- _What the task requires_
Scan the records for "sleeve". Report each line that includes it.

- _Extracted data_
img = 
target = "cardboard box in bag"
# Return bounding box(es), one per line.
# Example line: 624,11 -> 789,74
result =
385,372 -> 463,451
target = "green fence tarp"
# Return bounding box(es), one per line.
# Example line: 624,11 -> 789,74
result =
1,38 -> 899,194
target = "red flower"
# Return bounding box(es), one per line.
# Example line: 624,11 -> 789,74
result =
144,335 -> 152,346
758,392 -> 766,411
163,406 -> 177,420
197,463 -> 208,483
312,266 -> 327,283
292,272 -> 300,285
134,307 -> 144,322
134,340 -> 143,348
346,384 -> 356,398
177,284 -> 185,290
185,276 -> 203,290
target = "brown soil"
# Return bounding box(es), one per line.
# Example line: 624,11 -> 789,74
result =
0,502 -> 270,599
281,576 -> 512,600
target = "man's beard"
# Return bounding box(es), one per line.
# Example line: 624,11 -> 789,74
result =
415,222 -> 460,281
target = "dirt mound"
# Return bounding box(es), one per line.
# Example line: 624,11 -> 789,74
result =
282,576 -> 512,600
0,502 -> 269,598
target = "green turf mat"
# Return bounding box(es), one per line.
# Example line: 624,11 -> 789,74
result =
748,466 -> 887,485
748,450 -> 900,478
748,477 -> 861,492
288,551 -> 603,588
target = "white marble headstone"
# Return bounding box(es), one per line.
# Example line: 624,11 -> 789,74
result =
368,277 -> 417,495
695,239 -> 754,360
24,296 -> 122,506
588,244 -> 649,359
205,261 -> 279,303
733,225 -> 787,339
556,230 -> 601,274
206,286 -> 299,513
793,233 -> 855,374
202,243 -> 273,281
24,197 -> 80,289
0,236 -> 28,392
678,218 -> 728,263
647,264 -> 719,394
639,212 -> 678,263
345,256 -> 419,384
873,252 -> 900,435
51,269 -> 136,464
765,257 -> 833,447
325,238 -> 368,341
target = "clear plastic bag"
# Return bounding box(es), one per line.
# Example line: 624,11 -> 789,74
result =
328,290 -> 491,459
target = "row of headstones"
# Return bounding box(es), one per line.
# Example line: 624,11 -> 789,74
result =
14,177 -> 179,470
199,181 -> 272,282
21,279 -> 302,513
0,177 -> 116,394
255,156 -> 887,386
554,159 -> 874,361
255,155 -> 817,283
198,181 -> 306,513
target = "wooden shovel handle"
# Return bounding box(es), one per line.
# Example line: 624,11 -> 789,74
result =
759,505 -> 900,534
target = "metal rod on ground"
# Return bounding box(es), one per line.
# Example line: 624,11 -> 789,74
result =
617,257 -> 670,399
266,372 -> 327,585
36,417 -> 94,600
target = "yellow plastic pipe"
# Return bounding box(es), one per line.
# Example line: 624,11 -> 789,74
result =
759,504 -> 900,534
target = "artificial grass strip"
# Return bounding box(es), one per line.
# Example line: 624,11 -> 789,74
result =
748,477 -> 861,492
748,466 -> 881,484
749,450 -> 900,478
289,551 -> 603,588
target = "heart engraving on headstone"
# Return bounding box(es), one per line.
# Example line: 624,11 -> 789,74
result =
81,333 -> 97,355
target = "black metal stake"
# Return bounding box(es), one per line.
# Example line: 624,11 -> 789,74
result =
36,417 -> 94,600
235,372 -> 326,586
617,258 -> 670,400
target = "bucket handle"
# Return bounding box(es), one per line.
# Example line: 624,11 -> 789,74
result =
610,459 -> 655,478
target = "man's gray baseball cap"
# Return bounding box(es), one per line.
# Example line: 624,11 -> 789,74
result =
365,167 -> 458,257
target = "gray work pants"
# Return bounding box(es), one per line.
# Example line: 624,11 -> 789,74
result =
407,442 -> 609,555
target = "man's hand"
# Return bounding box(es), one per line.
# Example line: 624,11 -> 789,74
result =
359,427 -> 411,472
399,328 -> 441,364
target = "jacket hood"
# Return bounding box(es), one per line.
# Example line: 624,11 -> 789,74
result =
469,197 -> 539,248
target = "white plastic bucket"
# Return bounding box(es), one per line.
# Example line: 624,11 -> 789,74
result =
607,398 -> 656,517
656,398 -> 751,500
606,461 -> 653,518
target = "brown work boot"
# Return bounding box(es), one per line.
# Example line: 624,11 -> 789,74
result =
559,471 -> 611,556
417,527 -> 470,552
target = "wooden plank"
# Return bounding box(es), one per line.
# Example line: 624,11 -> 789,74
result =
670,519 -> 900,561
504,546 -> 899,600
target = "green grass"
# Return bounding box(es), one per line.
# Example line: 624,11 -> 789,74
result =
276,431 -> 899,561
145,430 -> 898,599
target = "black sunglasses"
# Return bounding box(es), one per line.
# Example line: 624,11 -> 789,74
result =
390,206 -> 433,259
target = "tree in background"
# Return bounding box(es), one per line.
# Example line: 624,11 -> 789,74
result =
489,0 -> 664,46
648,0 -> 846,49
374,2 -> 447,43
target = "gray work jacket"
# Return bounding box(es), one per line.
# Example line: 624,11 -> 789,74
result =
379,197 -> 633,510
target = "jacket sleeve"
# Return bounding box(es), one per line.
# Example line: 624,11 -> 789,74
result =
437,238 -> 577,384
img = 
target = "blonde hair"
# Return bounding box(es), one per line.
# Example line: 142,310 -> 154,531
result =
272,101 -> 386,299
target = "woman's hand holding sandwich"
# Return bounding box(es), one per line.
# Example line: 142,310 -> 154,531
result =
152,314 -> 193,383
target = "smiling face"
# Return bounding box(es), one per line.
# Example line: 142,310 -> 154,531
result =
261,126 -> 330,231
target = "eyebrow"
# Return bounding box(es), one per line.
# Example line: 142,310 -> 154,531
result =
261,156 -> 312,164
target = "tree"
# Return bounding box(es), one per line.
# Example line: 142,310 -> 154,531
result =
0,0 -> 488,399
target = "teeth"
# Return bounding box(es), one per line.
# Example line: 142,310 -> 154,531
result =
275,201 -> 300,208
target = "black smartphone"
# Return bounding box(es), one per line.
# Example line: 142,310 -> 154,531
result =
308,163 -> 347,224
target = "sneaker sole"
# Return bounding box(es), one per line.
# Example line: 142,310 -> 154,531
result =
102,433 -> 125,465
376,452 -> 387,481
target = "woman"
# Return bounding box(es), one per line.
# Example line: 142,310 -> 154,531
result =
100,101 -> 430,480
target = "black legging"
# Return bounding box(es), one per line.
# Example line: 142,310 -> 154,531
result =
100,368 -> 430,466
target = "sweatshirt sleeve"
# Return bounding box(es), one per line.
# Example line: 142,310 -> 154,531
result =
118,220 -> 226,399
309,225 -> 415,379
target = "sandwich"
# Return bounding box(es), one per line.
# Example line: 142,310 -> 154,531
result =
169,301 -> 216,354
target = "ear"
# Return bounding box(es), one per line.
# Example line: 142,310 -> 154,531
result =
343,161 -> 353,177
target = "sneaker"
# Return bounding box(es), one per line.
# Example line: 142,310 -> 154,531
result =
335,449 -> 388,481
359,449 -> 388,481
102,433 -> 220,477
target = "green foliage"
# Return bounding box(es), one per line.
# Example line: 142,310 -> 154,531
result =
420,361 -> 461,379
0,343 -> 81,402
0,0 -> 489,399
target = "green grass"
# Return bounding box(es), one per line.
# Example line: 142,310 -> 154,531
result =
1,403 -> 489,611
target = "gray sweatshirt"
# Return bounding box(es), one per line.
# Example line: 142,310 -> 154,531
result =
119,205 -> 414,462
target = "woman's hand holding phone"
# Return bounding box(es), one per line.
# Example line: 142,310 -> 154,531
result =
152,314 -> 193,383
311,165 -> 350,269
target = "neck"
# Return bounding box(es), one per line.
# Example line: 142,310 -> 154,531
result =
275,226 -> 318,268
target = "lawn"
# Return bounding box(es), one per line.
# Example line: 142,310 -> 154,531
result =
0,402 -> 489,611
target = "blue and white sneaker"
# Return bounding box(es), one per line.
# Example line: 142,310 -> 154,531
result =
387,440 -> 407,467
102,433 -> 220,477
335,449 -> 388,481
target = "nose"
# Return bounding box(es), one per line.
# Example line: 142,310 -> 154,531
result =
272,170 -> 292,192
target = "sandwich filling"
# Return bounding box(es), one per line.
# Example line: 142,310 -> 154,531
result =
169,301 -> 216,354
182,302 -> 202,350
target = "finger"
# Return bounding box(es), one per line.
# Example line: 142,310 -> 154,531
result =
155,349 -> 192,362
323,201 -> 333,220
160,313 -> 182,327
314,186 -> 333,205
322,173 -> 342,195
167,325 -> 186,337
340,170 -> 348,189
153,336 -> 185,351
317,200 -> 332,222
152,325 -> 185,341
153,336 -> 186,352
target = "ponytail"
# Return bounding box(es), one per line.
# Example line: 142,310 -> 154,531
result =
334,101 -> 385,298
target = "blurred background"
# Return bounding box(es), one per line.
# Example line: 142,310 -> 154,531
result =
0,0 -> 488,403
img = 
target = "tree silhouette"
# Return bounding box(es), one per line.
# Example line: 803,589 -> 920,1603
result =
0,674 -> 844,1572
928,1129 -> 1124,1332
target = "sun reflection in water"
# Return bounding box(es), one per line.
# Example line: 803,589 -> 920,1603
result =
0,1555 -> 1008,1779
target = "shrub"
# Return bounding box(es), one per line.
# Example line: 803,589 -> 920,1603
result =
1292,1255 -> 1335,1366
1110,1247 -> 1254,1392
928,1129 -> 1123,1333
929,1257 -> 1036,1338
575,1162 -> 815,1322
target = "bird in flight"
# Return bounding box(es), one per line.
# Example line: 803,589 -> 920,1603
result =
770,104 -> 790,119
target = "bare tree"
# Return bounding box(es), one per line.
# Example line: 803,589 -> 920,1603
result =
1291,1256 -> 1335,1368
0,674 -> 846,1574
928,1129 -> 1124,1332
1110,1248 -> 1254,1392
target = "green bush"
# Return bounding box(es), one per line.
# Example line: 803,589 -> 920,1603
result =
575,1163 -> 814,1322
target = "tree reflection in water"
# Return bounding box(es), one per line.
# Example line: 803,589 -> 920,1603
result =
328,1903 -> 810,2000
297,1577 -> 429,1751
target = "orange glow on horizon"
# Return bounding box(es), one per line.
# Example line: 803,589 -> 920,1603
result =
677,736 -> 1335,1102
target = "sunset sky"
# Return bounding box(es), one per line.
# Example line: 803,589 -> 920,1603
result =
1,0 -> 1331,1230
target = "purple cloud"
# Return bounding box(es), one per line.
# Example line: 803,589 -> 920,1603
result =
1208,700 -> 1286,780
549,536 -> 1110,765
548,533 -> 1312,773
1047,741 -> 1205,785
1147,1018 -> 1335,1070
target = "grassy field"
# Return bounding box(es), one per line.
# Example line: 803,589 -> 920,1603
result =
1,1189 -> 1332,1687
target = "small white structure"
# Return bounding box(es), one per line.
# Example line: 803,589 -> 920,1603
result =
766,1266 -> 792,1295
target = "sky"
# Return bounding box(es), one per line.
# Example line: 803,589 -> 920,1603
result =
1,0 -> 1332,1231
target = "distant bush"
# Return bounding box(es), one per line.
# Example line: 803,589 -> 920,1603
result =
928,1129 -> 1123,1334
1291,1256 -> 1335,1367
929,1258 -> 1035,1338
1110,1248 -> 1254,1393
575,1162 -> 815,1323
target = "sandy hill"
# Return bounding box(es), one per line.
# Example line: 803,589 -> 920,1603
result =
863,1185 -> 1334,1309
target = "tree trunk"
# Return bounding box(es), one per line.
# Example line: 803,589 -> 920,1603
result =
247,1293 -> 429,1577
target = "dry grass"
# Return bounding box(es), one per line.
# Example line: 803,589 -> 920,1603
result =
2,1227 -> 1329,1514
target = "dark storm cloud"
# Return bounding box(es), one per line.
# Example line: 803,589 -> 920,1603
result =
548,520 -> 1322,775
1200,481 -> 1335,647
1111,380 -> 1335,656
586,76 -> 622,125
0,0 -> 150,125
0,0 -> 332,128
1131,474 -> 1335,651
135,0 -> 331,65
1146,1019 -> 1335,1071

- _Response to the exercise_
target = "jacket sleeve"
target = "sweatshirt sleeve"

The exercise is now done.